### Exercise requirements
Whenever a picture appears, leave it out while repeating all the other data exactly.

### Recorded information
"""

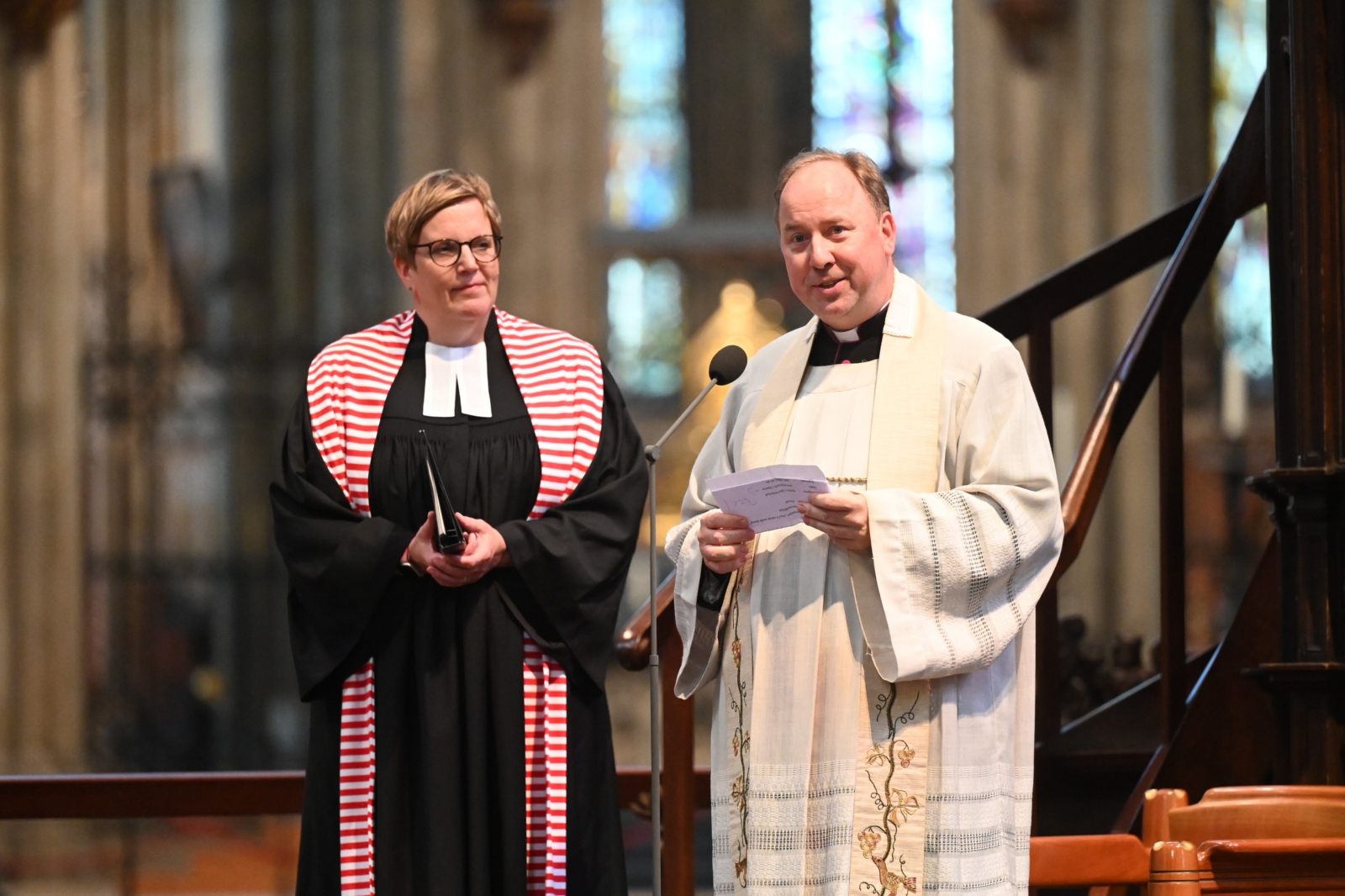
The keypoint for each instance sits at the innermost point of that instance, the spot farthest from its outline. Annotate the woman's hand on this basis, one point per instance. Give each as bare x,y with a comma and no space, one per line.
725,540
844,515
483,552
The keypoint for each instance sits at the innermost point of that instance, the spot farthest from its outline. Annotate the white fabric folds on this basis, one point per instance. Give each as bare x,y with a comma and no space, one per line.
454,372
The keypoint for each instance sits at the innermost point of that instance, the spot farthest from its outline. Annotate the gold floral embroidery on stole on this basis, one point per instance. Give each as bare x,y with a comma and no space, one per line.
888,856
741,741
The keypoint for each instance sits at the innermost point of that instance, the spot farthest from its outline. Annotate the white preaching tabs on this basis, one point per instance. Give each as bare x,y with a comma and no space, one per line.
768,497
456,372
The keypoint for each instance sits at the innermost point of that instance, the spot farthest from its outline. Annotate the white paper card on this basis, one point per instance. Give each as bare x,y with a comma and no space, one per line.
768,497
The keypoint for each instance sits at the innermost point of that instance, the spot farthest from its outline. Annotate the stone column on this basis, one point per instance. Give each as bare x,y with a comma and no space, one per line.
538,136
42,282
1086,131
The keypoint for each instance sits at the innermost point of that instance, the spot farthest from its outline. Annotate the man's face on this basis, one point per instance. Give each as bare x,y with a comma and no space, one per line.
837,249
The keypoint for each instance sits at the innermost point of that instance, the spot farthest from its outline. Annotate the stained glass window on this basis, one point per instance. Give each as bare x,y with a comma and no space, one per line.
646,187
883,84
1243,271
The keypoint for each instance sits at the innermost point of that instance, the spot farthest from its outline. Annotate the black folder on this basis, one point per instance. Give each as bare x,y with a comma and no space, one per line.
448,535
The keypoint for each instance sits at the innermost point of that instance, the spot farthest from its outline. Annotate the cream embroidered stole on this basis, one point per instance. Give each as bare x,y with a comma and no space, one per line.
894,730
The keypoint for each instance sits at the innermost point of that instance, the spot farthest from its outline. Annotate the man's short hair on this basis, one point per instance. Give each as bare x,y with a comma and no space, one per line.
860,165
425,198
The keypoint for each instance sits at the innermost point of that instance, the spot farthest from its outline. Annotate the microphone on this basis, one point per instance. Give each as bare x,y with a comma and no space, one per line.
726,366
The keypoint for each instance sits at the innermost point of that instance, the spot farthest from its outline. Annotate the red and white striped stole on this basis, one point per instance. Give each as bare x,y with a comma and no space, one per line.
562,381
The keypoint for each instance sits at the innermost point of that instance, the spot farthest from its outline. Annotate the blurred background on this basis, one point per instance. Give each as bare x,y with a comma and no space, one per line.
192,205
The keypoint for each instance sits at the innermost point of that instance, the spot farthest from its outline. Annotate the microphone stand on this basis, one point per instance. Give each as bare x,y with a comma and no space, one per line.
651,458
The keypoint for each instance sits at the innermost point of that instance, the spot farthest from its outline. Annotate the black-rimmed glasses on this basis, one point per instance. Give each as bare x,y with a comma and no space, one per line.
447,252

"""

### Result of the exercise
The keypoint for each instance sits at the innermost point of that instance, the spot farthest from its outline. Annotate the woman's hand on this basis, one point per instance. Give each as bare x,y with a comma and no space, one per line.
725,540
844,515
483,552
The keypoint for each instance sits at the innermost point of that instance, the spot farthest from its outline. Annotate the white fabric folds on this basis, one point per instance. Give each as bare x,y with a comma and no space, one per line.
454,372
The keypoint for each instance sits at the innermost point of that instance, the spot farthest from its outline. Annotate the gold floral embroidery on stole on this basis, one point per instance. Give each as bare x,y with a comma and no space, one per line.
888,856
741,741
The keypoint for each instance sits at the innermost point of that instance, the spot farthest from its outline. Annotate the white preaching tabs on this basis, one point per instance. Give each as bare x,y with a comma and no space, one per line.
768,497
456,372
The keypoint for each instance sits at the innermost point of that instance, the spot farthest from its outline. Annotate the white paper card on this basis, one point per instance. Give each as bare x,y with a comma and no space, one per line.
768,497
The keypoint for each instance sits at the innermost point of that instance, the spot farthest from its outline. Annotate the stone column on this basis, one point per instance. Give each as bare x,y with a comma and no space, one per line.
538,136
42,282
1086,131
The keypoint for each instance sits at the innermost point of that instance, the spot farthest from its outline. Annotate the man's face on this basis, one point per instance. Give each as bare x,y with a comma and no space, one per line.
837,249
The keypoint for each instance sits at the innermost point of that instance, the spot farthest from its outline. Annotate the stained glass window on this basis, one point per instance. Give each as bare x,y with a comma and no space, one per line.
646,187
883,84
1243,271
The keypoint for each instance sits at the innermost point of that instance, the spot farthest from its outline. Annotate the black folder on this basis, one point per instance. Give each as bare x,y with a comma and no space, one per line.
448,535
The keypoint for each instance sits at the innermost point of that instance, the spot farthest from its outline. Annotate the cream embroidered stole on this basis, one point per instance. Give each as bare x,y with a comma and no space, one per line.
894,730
The keypoint for each instance sits at the innermost point of that instance, the spot farthest from its outline. Annotate the man's short hair on this basis, one point per instance. Give each as bare x,y with a comma and no space, one per line.
860,165
425,198
The keypoint for each instance sits at the innermost point of that instance, the spot farthest from its outline. Annotate the microphone on this basis, one point per instance. Give each as bare x,y with a comma and no space, one per line.
726,366
The keypoint for each instance sits at the innermost point of that instance, the spot farthest from its outline. Annotate the red and white striped stole on this basis, one point per instance. Give each as bare x,y with a comma and no space, one per line.
562,381
The keypoint for each instance sits at the innermost point of that instance, the spot farthest from its outline. Annotate the blurred background on this basis, one point per instance. Give each as bare x,y with a comma and no space, one per line.
192,205
The keypoint for each instance sits at the innermost point of that instance, the spot farthest from its outline. Annotate the microphone stand on this basis, one point per instance. Give each as bare x,y with a comma and no space, one per line.
651,458
The keypoint for each instance sits at the innermost point of that instance, the spot farthest from its outline. Annotate the black-rimmed glasses on this basis, one point per instance. Give each as bare x,y with a comma and no space, one per line.
447,252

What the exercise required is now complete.